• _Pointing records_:
================================

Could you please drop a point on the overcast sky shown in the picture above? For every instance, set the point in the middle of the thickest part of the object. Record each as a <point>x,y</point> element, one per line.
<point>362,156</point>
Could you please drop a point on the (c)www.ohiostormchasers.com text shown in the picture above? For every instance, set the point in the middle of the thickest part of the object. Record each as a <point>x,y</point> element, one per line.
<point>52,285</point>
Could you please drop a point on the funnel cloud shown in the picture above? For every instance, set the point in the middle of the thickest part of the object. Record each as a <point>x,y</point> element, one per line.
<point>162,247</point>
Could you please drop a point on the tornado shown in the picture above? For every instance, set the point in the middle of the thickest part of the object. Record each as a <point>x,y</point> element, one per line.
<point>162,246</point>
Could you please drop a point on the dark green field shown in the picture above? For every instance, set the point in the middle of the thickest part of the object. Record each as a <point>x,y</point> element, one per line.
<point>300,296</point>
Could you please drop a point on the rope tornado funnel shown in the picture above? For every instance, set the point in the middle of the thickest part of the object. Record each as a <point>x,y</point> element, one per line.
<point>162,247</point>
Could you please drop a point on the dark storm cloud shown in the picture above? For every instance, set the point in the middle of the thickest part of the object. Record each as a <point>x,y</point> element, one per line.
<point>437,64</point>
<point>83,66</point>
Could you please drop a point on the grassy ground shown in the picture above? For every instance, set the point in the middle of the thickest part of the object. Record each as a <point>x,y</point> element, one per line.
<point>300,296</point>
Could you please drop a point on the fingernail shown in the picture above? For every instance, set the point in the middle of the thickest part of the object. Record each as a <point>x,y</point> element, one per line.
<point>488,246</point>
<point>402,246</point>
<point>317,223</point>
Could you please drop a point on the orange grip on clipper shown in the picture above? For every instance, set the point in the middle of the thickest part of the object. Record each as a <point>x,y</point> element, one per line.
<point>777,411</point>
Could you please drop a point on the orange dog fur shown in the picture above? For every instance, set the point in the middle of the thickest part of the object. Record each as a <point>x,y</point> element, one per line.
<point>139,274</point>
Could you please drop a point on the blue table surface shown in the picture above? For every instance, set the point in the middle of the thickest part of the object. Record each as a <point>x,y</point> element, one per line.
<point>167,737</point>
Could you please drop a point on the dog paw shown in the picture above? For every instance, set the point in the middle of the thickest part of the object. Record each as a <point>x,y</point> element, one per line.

================================

• _Problem statement_: Render the listing above as a JSON list of strings, one string per line, starting at the line containing "Could you please drop a point on the rope" and including the line containing "<point>317,223</point>". Leave out any blank lines.

• _Written solution_:
[
  "Could you please drop a point on the rope tornado funnel shown in the picture above? For every instance, set the point in the middle of the thickest part of the object. Record each as a <point>x,y</point> element, one per line.",
  "<point>162,247</point>",
  "Could you please drop a point on the dark storm cloud shown in the picture above? For every instance, set the point in the middle of the thickest part of the object. Record each as a <point>x,y</point> element, one per line.",
  "<point>437,64</point>",
  "<point>83,66</point>",
  "Could you please drop a point on the grassy ground shown in the picture above? For every instance, set the point in the middle of the thickest part of the object. Record each as a <point>x,y</point> element, one per line.",
  "<point>300,296</point>",
  "Could you please drop a point on the fingernail shown in the picture above? For every instance, set the point in the middle of the thickest part of the object. Record each as a <point>x,y</point> element, one per line.",
  "<point>488,246</point>",
  "<point>402,246</point>",
  "<point>317,223</point>"
]